■ **Information supplied**
★ ★ ★ ★ ★

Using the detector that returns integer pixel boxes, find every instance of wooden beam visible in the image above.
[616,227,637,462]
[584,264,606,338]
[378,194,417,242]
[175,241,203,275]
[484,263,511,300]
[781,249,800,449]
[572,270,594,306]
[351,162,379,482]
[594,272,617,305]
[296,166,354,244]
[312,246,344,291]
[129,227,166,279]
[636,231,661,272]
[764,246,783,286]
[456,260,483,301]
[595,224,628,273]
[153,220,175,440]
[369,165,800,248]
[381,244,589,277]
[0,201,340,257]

★ ★ ★ ★ ★

■ **Required task**
Reproduce all data above, unchanged.

■ **Complete answer**
Using the detector that returns integer pixel boxes, find every instance of wooden beam visible in the image above.
[616,227,637,462]
[584,264,606,338]
[378,194,417,242]
[175,241,203,275]
[484,263,511,300]
[781,249,800,449]
[572,270,594,306]
[351,162,379,482]
[594,272,617,305]
[296,166,354,244]
[312,246,344,291]
[129,227,166,279]
[636,231,661,272]
[764,246,783,286]
[456,260,483,301]
[595,224,628,273]
[153,220,175,440]
[369,165,800,248]
[381,244,589,277]
[0,201,340,257]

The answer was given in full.